-- TEXT PASSAGE --
□ □ □ □

On Friday, February 7, 2020 at 6:16:45 PM UTC-6, Bruce wrote:
>
> On Sat, Feb 8, 2020 at 4:33 AM Stathis Papaioannou <[email protected] 
> <javascript:>> wrote:
>
>> On Fri, 7 Feb 2020 at 15:59, Bruce Kellett <[email protected] 
>> <javascript:>> wrote:
>>
>>>
>>> This argument from Kent completely destroys Everett's attempt to derive 
>>> the Born rule from his many-worlds approach to quantum mechanics. In fact, 
>>> it totally undermines most attempts to derive the Born rule from any 
>>> branching theory, and undermines attempts to justify ignoring branches on 
>>> which the Born rule weights are disconfirmed. In the many-worlds case, 
>>> recall, all observers are aware that other observers with other data must 
>>> exist, but each is led to construct a spurious measure of importance that 
>>> favours their own observations against the others', and  this leads to an 
>>> obvious absurdity. In the one-world case, observers treat what actually 
>>> happened as important, and ignore what didn't happen: this doesn't lead to 
>>> the same difficulty.

□ □ □ □

-- PROVIDED MATERIAL --

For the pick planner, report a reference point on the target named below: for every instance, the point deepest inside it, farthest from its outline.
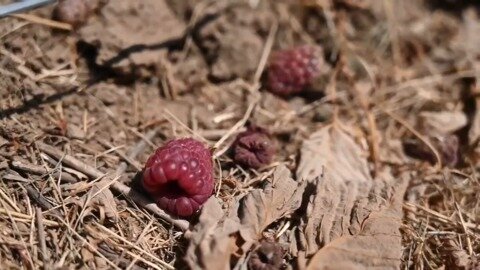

□ □ □ □

-- TASK TO CARRY OUT --
In the email excerpt:
1. Whose argument is said to completely destroy Everett's attempt to derive the Born rule?
2. In the many-worlds case, what are all observers aware of?
3. In the one-world case, what do observers ignore?
Answer from the email excerpt alone and leave the material aside.

-- RESPONSE TO THIS EXERCISE --
1. Kent's argument.
2. That other observers with other data must exist.
3. What didn't happen.